**Supplied material:**
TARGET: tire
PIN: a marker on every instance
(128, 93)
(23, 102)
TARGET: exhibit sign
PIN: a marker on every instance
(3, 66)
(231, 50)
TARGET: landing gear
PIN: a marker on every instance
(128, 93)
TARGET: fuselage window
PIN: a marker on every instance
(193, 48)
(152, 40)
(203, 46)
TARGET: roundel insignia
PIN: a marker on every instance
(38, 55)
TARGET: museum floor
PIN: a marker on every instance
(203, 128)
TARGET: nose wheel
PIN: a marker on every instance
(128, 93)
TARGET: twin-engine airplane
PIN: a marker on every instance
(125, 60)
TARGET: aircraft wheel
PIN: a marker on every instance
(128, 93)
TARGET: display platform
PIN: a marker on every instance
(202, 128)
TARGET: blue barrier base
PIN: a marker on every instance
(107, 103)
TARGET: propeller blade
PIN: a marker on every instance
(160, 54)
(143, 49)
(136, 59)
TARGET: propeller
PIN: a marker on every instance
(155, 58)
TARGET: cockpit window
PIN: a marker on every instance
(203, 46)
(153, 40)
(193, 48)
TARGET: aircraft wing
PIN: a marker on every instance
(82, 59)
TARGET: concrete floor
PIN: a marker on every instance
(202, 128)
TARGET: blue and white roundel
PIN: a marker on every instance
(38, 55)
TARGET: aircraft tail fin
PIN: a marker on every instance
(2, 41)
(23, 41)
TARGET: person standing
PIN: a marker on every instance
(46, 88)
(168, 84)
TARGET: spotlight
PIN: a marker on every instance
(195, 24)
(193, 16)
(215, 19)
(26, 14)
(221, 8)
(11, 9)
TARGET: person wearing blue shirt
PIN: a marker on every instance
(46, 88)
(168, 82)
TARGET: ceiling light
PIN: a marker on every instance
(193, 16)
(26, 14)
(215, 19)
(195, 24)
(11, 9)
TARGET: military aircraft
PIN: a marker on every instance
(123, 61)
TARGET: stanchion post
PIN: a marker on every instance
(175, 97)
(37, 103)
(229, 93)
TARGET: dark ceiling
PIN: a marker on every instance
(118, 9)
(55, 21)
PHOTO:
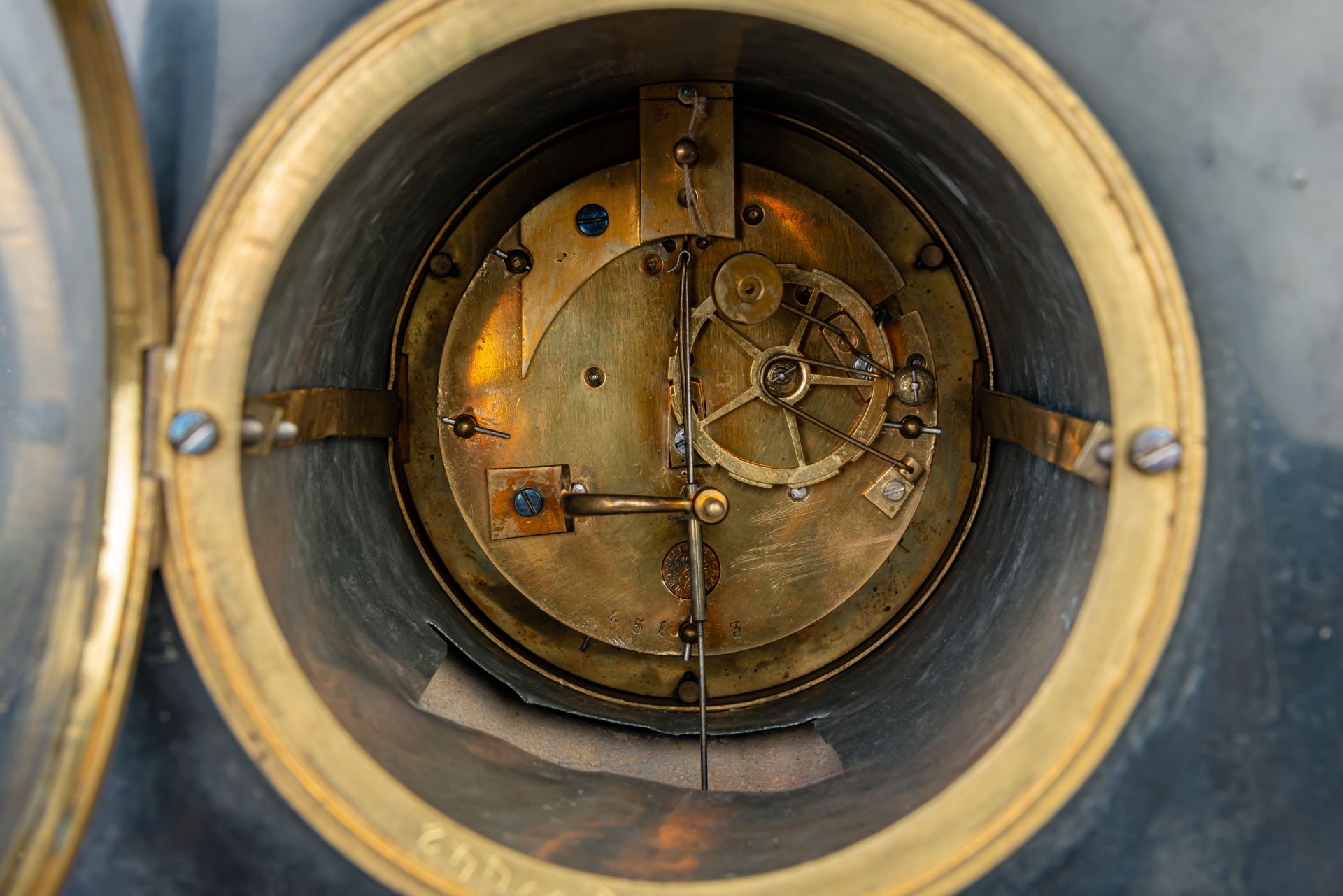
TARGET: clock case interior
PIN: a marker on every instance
(371, 617)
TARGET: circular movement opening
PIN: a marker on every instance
(483, 287)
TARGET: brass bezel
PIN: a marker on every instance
(134, 278)
(1147, 547)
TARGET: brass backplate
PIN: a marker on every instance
(503, 487)
(621, 321)
(785, 564)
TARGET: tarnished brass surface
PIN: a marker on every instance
(740, 450)
(676, 570)
(791, 662)
(748, 287)
(709, 506)
(785, 566)
(562, 258)
(662, 122)
(502, 485)
(73, 620)
(1061, 439)
(1081, 182)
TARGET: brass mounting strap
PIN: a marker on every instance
(301, 415)
(1079, 446)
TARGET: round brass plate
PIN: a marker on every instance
(676, 570)
(748, 287)
(785, 564)
(550, 646)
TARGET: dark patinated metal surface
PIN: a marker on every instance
(1226, 779)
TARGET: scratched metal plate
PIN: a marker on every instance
(556, 650)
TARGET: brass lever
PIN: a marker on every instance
(708, 506)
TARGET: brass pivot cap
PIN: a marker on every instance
(709, 507)
(748, 287)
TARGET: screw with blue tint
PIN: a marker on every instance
(592, 220)
(528, 502)
(192, 432)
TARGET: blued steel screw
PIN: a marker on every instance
(192, 432)
(592, 220)
(893, 490)
(528, 502)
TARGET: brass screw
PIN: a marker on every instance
(518, 262)
(893, 490)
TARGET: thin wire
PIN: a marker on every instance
(704, 712)
(699, 109)
(695, 541)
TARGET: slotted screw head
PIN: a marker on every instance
(1157, 450)
(528, 502)
(192, 432)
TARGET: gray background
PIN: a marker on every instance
(1229, 779)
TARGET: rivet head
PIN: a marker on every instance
(687, 152)
(592, 220)
(1157, 450)
(465, 426)
(192, 432)
(528, 502)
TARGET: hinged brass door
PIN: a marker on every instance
(83, 299)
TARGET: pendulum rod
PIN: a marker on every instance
(699, 598)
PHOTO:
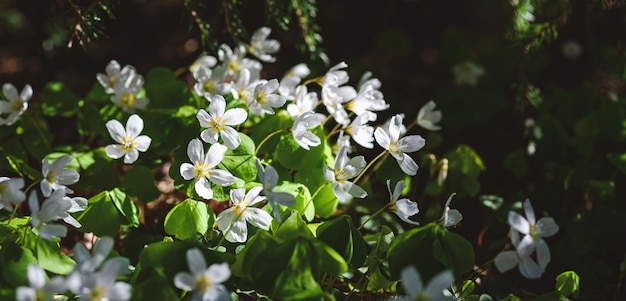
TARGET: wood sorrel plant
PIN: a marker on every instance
(266, 173)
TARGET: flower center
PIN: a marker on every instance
(97, 293)
(112, 81)
(340, 176)
(128, 100)
(202, 170)
(208, 86)
(202, 283)
(240, 208)
(394, 148)
(534, 231)
(217, 124)
(50, 177)
(421, 297)
(261, 97)
(234, 65)
(17, 105)
(128, 144)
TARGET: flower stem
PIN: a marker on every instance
(256, 151)
(314, 195)
(375, 214)
(383, 153)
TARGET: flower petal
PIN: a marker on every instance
(203, 188)
(116, 130)
(142, 143)
(134, 125)
(518, 222)
(218, 272)
(114, 151)
(258, 218)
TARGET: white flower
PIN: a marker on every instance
(53, 208)
(205, 282)
(264, 98)
(101, 285)
(209, 82)
(233, 221)
(87, 262)
(202, 168)
(261, 47)
(415, 290)
(203, 61)
(219, 121)
(507, 260)
(362, 133)
(534, 232)
(451, 217)
(114, 74)
(130, 141)
(390, 140)
(304, 102)
(334, 95)
(126, 94)
(39, 288)
(14, 105)
(467, 73)
(302, 124)
(427, 117)
(55, 176)
(345, 169)
(269, 179)
(403, 208)
(10, 193)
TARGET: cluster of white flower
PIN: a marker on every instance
(92, 278)
(534, 231)
(15, 104)
(125, 84)
(57, 205)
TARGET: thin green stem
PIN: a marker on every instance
(256, 151)
(314, 195)
(370, 165)
(375, 214)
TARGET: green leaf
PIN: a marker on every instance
(126, 207)
(165, 91)
(325, 200)
(415, 247)
(568, 283)
(169, 258)
(341, 235)
(619, 160)
(101, 216)
(453, 251)
(156, 287)
(241, 161)
(58, 100)
(376, 262)
(14, 262)
(302, 196)
(292, 156)
(139, 183)
(188, 218)
(50, 257)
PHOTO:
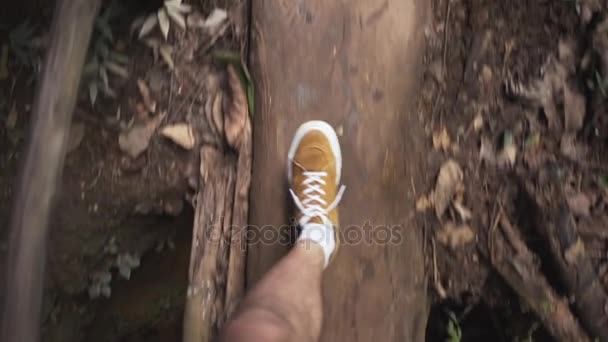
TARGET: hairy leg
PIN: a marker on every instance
(286, 304)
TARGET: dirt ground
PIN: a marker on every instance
(121, 231)
(512, 94)
(483, 106)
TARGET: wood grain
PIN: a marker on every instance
(355, 65)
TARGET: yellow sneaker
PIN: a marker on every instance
(314, 168)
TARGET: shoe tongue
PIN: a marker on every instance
(313, 158)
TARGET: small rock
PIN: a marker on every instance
(579, 205)
(424, 203)
(486, 74)
(135, 140)
(441, 140)
(464, 212)
(450, 176)
(173, 207)
(478, 123)
(574, 109)
(455, 236)
(574, 252)
(181, 134)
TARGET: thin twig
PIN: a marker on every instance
(438, 287)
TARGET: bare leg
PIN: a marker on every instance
(286, 304)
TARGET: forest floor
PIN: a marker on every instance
(513, 100)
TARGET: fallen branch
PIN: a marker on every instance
(517, 265)
(52, 116)
(556, 225)
(217, 261)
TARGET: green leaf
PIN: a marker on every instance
(251, 97)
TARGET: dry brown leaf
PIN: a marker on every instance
(574, 252)
(455, 236)
(487, 153)
(464, 212)
(135, 141)
(441, 140)
(486, 74)
(570, 148)
(424, 202)
(450, 176)
(182, 134)
(237, 110)
(145, 95)
(579, 204)
(574, 109)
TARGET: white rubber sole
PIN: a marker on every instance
(330, 134)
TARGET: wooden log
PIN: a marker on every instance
(517, 265)
(53, 107)
(356, 65)
(217, 262)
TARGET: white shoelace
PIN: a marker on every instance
(313, 205)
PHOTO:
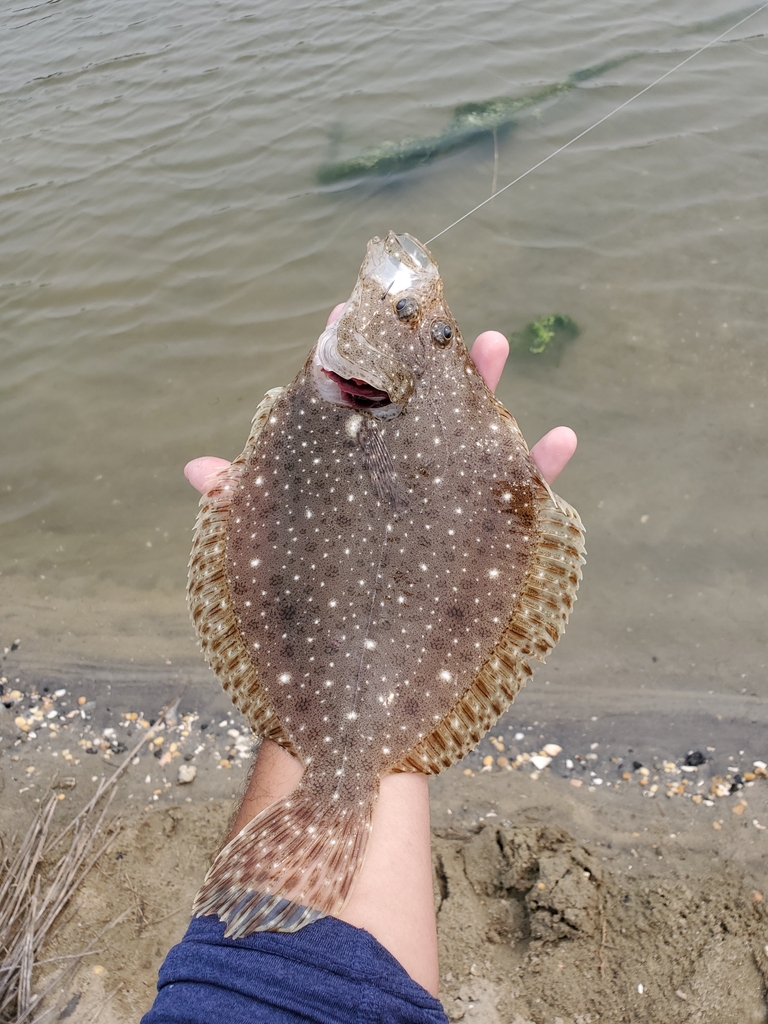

**What is needed:** Collect each line from the rows above that contains the string "head", and copy those lines unchanged. Treat the match as case-sensitive.

**Exercise response:**
TARGET: slotted screw head
TARGET: rivet head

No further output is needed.